(Given instruction) Using the entries below, restate word for word only the lines from the one with "If you could point to the refrigerator water" to the final line, leaving the pictures out.

(Information provided)
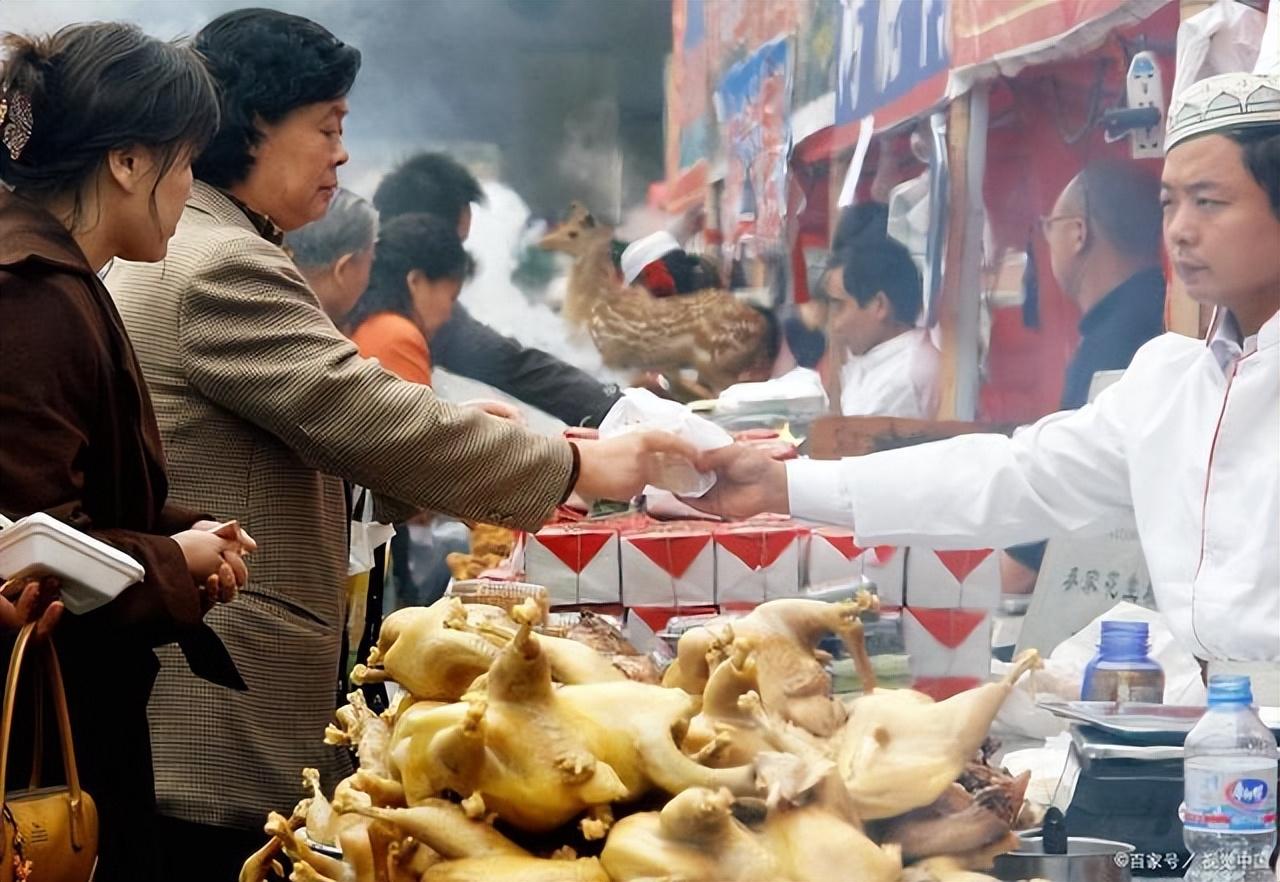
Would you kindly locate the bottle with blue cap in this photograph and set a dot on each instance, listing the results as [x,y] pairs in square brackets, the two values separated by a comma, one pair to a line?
[1229,771]
[1123,670]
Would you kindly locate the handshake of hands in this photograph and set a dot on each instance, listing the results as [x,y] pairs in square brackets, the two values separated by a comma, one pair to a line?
[215,558]
[746,480]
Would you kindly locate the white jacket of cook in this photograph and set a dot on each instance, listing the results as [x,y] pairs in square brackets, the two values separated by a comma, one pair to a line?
[1185,446]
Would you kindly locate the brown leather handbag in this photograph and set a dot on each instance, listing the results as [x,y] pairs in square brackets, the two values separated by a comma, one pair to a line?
[48,833]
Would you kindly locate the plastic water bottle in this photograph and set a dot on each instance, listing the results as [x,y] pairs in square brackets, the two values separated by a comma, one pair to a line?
[1229,814]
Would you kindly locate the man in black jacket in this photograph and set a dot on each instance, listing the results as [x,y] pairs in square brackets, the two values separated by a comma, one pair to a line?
[434,183]
[1104,241]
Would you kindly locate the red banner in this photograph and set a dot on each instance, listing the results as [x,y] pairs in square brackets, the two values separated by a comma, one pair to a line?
[982,30]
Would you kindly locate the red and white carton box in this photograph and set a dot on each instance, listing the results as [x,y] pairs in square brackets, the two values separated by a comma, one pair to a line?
[886,567]
[949,649]
[952,580]
[576,563]
[758,562]
[668,566]
[833,557]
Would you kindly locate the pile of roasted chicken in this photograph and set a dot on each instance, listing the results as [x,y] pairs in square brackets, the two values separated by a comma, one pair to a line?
[519,755]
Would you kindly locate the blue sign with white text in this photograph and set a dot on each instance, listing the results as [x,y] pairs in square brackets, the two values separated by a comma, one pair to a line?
[887,48]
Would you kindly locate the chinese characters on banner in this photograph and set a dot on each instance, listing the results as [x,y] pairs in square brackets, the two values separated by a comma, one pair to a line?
[753,104]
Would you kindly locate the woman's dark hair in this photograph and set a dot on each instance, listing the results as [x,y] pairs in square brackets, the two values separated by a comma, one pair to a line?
[865,220]
[428,183]
[266,64]
[885,265]
[1261,149]
[94,88]
[410,242]
[807,344]
[690,273]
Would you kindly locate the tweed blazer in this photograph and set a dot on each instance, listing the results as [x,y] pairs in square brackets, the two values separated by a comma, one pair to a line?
[264,408]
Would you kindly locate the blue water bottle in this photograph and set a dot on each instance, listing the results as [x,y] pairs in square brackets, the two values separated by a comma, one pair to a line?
[1123,671]
[1229,768]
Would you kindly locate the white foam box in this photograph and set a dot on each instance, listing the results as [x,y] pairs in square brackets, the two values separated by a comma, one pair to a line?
[668,566]
[91,571]
[758,562]
[947,643]
[576,563]
[952,580]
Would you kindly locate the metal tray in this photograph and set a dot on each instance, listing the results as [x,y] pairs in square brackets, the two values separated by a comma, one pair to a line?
[1143,723]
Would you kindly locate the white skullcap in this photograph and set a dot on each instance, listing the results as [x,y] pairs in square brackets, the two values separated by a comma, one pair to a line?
[641,252]
[1225,101]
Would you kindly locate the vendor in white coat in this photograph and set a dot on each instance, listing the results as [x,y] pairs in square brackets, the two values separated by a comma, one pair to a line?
[1187,444]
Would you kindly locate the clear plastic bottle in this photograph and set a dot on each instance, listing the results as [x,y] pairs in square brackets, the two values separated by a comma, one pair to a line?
[1229,814]
[1123,671]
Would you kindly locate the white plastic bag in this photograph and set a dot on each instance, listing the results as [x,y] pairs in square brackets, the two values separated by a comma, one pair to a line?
[366,534]
[639,410]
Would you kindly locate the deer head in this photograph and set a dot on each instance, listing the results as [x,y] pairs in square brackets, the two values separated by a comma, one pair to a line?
[576,233]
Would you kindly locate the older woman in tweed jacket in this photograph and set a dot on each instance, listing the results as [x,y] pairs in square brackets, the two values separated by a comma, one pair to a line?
[265,408]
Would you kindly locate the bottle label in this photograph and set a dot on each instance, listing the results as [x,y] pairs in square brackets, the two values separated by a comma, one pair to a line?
[1226,799]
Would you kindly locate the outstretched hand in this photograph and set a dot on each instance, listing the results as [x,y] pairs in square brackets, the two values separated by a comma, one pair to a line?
[620,467]
[37,602]
[746,483]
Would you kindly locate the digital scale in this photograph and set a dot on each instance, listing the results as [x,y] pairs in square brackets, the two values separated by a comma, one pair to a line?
[1128,761]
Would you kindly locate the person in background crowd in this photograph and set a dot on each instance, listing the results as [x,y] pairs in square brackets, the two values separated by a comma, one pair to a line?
[1104,245]
[419,269]
[434,183]
[865,220]
[251,374]
[663,268]
[1184,444]
[97,128]
[336,254]
[807,344]
[874,300]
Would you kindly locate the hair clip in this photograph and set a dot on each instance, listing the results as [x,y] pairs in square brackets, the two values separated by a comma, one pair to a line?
[17,120]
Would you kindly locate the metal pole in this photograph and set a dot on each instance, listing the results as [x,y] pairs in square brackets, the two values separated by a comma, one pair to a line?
[969,302]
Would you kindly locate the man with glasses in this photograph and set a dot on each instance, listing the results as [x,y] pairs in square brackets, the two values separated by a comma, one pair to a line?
[1183,446]
[1104,247]
[873,297]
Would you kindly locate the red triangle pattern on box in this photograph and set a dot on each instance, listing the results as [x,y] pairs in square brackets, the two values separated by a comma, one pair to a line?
[950,627]
[673,553]
[883,554]
[575,548]
[758,548]
[657,617]
[963,563]
[844,544]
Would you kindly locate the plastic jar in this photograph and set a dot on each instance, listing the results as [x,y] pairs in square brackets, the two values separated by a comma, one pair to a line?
[1123,671]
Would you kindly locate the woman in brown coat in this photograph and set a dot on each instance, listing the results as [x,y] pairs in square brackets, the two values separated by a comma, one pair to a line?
[97,128]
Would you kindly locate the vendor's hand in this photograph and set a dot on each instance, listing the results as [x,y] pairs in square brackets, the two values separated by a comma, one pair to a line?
[746,483]
[229,530]
[214,562]
[37,602]
[499,408]
[620,467]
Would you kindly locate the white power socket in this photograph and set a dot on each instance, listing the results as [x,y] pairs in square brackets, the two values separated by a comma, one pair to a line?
[1144,88]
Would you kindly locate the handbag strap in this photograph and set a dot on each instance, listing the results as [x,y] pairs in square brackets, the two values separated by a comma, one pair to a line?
[64,723]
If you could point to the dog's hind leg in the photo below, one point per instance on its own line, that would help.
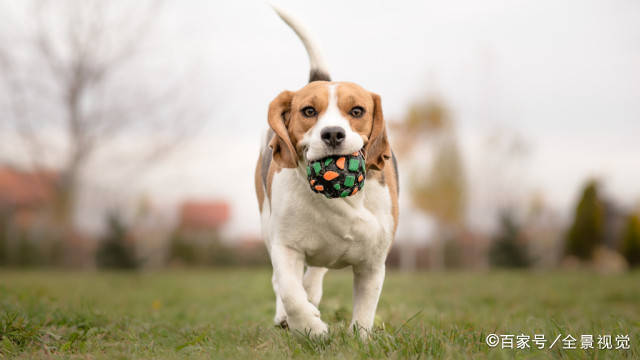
(302, 315)
(313, 283)
(281, 316)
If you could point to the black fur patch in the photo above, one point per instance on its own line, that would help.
(267, 155)
(395, 167)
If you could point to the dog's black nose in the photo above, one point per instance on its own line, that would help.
(332, 135)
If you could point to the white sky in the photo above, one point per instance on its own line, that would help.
(563, 75)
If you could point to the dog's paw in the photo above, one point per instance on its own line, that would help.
(358, 330)
(311, 325)
(280, 320)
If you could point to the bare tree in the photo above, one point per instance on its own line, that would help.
(70, 87)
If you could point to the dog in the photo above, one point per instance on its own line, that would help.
(302, 228)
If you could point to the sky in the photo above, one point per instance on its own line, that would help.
(562, 76)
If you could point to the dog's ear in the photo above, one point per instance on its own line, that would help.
(377, 149)
(284, 153)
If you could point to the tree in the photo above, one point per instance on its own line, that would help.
(630, 247)
(508, 248)
(72, 76)
(587, 230)
(115, 252)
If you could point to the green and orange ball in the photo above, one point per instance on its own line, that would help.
(337, 176)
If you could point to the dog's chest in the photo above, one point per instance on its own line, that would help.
(331, 232)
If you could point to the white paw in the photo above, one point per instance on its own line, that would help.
(310, 324)
(281, 320)
(361, 331)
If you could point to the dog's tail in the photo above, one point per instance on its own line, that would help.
(319, 70)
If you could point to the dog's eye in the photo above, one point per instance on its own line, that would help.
(357, 111)
(309, 111)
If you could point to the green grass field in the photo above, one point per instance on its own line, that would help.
(228, 313)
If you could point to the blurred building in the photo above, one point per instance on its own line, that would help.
(197, 239)
(26, 216)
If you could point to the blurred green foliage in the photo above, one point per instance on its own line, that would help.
(631, 240)
(115, 251)
(509, 248)
(587, 230)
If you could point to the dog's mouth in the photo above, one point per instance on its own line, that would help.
(337, 176)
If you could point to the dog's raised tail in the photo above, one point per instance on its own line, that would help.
(319, 70)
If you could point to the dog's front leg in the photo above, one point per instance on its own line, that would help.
(367, 285)
(288, 265)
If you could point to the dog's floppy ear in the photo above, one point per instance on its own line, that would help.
(377, 149)
(284, 153)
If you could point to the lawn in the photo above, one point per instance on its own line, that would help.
(227, 314)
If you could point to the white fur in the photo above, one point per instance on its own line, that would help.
(316, 60)
(302, 227)
(316, 148)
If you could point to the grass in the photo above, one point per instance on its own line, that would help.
(227, 314)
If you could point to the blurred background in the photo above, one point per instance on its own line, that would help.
(129, 130)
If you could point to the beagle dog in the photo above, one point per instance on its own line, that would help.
(302, 228)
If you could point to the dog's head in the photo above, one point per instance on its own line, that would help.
(328, 118)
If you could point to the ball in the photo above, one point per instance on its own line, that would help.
(337, 176)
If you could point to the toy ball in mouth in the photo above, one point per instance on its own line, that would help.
(337, 175)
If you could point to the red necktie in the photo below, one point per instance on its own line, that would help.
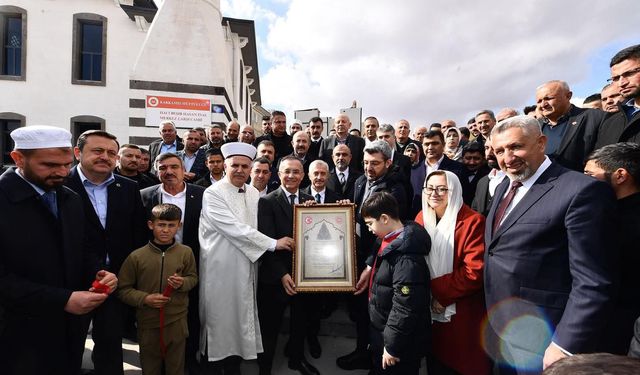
(502, 208)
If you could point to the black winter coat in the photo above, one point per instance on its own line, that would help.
(399, 301)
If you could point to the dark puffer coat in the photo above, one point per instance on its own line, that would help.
(398, 306)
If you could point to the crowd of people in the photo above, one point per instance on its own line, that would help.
(503, 246)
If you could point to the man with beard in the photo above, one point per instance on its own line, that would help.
(316, 126)
(570, 131)
(193, 157)
(128, 165)
(216, 137)
(370, 126)
(46, 264)
(474, 162)
(115, 222)
(624, 126)
(610, 97)
(547, 254)
(342, 124)
(619, 166)
(487, 185)
(247, 135)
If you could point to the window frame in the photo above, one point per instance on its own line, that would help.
(76, 58)
(7, 11)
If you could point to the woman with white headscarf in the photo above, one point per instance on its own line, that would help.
(452, 148)
(455, 263)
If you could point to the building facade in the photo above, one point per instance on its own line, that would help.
(105, 64)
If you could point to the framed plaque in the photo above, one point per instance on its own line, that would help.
(324, 258)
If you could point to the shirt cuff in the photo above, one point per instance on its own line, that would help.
(273, 245)
(561, 349)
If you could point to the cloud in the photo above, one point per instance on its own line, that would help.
(430, 60)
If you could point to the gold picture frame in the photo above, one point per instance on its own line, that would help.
(324, 258)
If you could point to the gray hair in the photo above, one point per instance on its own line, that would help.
(379, 146)
(386, 128)
(530, 126)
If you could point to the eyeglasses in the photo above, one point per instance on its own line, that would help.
(438, 189)
(627, 74)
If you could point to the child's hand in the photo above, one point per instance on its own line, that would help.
(175, 281)
(388, 359)
(156, 300)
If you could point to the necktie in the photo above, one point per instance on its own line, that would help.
(502, 207)
(49, 198)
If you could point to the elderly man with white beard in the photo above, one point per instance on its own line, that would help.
(230, 246)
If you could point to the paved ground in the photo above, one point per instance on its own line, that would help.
(332, 347)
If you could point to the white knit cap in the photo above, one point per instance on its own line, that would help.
(40, 136)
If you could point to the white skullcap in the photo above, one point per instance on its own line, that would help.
(238, 149)
(40, 136)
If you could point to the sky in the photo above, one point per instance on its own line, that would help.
(431, 60)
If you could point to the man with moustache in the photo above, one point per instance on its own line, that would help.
(46, 264)
(571, 131)
(342, 124)
(168, 143)
(115, 223)
(624, 126)
(316, 127)
(487, 185)
(610, 97)
(547, 260)
(276, 289)
(342, 178)
(128, 165)
(370, 126)
(193, 157)
(261, 175)
(231, 247)
(188, 197)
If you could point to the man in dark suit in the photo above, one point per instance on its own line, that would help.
(571, 131)
(342, 124)
(46, 264)
(316, 127)
(619, 166)
(377, 177)
(188, 197)
(168, 143)
(549, 263)
(435, 159)
(115, 222)
(474, 161)
(624, 126)
(342, 178)
(275, 285)
(193, 156)
(487, 185)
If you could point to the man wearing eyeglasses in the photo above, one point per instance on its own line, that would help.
(571, 131)
(624, 126)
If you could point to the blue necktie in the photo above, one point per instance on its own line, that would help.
(49, 198)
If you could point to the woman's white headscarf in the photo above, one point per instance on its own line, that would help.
(440, 258)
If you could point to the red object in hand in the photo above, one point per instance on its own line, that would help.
(98, 287)
(167, 291)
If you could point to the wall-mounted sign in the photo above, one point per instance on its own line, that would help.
(184, 112)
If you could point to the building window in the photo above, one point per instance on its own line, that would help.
(13, 36)
(80, 124)
(89, 49)
(8, 122)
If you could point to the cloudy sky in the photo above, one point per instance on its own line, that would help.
(429, 60)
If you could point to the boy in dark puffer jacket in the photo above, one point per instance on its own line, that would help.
(398, 288)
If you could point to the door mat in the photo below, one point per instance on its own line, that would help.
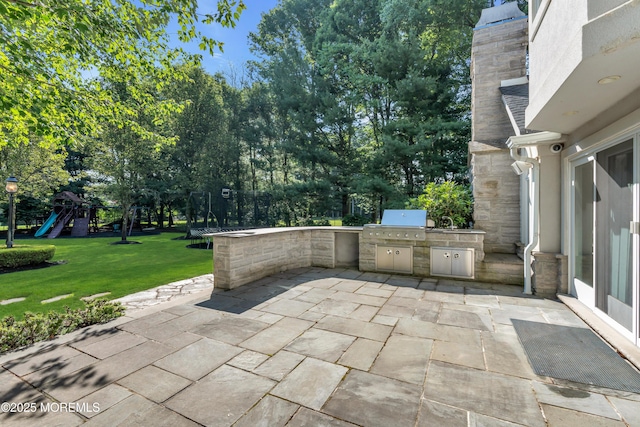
(575, 354)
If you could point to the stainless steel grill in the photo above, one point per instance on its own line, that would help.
(398, 224)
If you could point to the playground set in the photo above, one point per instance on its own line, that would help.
(68, 209)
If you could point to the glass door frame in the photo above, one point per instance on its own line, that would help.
(577, 287)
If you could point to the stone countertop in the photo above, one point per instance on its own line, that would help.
(455, 231)
(274, 230)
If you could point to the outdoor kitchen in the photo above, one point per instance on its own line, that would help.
(403, 243)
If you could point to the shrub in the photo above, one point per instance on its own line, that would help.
(354, 220)
(310, 222)
(19, 256)
(45, 326)
(446, 199)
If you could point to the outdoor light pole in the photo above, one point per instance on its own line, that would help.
(12, 188)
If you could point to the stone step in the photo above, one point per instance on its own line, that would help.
(501, 268)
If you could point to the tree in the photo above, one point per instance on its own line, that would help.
(49, 47)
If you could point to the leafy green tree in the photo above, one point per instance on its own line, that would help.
(126, 153)
(49, 47)
(447, 198)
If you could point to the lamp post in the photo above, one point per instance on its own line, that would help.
(12, 188)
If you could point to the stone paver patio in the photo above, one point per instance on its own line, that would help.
(310, 347)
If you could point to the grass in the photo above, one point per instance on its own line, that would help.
(94, 266)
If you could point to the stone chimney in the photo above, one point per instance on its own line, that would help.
(498, 54)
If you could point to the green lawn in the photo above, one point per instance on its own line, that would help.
(95, 266)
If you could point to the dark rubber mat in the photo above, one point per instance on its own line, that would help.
(575, 354)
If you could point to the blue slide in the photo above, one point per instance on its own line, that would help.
(47, 224)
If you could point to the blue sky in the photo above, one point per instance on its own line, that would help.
(236, 45)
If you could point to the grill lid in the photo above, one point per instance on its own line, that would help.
(404, 217)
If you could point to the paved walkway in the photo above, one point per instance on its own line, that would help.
(310, 348)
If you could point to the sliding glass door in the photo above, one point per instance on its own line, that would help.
(605, 255)
(614, 248)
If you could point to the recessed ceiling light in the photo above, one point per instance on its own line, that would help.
(608, 79)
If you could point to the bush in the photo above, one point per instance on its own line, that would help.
(310, 222)
(354, 220)
(45, 326)
(19, 256)
(446, 199)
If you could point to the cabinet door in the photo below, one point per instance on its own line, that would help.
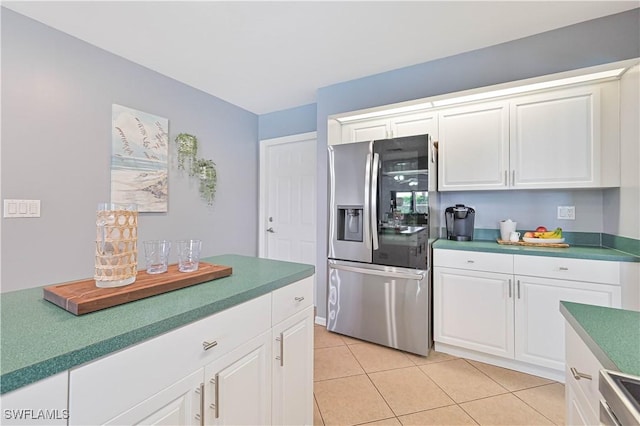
(293, 370)
(367, 130)
(42, 402)
(238, 388)
(177, 405)
(474, 310)
(473, 148)
(414, 124)
(539, 325)
(555, 140)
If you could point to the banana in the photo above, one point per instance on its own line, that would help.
(555, 234)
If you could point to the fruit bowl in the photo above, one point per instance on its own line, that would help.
(543, 240)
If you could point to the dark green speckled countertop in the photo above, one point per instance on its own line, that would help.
(578, 252)
(613, 335)
(39, 339)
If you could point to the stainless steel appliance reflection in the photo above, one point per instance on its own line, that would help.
(621, 393)
(379, 252)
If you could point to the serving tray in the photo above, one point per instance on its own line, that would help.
(525, 243)
(81, 297)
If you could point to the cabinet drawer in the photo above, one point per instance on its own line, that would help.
(130, 376)
(474, 260)
(580, 358)
(291, 299)
(597, 271)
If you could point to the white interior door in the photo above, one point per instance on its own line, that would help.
(288, 198)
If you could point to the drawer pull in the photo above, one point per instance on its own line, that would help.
(578, 375)
(208, 345)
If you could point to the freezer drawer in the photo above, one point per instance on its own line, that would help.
(381, 304)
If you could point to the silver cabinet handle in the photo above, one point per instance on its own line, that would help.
(216, 399)
(578, 375)
(208, 345)
(200, 416)
(281, 357)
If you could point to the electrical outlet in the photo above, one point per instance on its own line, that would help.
(21, 208)
(567, 212)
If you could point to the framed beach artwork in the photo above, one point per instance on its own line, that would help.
(139, 159)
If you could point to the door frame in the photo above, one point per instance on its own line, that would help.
(265, 144)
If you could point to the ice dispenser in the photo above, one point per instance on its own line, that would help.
(350, 223)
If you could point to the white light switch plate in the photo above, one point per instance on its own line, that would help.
(21, 208)
(567, 212)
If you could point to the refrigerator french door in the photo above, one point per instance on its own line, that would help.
(379, 277)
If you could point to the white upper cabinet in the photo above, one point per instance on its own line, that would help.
(389, 127)
(564, 138)
(473, 147)
(555, 139)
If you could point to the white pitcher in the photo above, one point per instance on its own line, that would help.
(506, 228)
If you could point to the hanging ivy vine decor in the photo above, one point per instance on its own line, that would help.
(203, 169)
(208, 179)
(187, 150)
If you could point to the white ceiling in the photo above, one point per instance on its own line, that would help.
(267, 56)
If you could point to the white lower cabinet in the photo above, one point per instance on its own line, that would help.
(293, 369)
(238, 385)
(179, 404)
(538, 322)
(472, 309)
(582, 397)
(509, 315)
(220, 370)
(40, 403)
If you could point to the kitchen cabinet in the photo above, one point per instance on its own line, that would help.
(582, 397)
(292, 369)
(473, 147)
(507, 306)
(473, 309)
(562, 138)
(42, 402)
(217, 370)
(390, 127)
(238, 385)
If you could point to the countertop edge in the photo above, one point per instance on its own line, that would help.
(597, 351)
(32, 373)
(606, 253)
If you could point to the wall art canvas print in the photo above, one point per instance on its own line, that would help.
(139, 159)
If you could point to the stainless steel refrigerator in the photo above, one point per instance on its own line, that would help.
(382, 194)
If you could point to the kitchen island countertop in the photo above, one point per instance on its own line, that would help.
(577, 252)
(39, 339)
(612, 335)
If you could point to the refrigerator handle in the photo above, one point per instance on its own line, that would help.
(374, 201)
(418, 275)
(366, 214)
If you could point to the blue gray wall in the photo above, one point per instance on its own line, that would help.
(600, 41)
(292, 121)
(57, 93)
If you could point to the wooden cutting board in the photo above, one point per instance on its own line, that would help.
(81, 297)
(525, 243)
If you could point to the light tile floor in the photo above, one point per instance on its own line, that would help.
(357, 383)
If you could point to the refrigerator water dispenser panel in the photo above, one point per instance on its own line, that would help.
(350, 223)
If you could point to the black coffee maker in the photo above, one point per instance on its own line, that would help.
(459, 220)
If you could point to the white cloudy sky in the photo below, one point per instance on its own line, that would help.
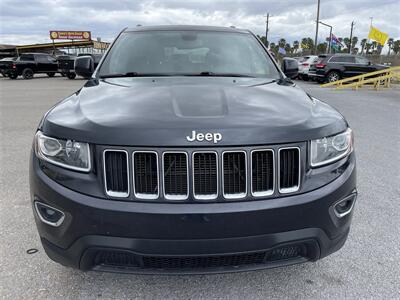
(24, 21)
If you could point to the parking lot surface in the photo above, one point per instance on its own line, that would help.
(366, 267)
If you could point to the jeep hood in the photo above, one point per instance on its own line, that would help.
(163, 111)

(Response)
If you could point to the refrigerator water dispenser panel in the photo above, one point per instance on its own line, that would help.
(350, 223)
If you could point to the black coffee maker in the photo above, one point per instance on its own line, that would help.
(459, 220)
If you could point to the white cloudy sky in the photo below, one point per instance on its own line, that would help.
(24, 21)
If you could point to the parking lot surface in the photo above, one point per instance on its own line, that would help.
(366, 267)
If you could point to the jeep hood in the photo above, one point per instance on its own line, that would help.
(163, 111)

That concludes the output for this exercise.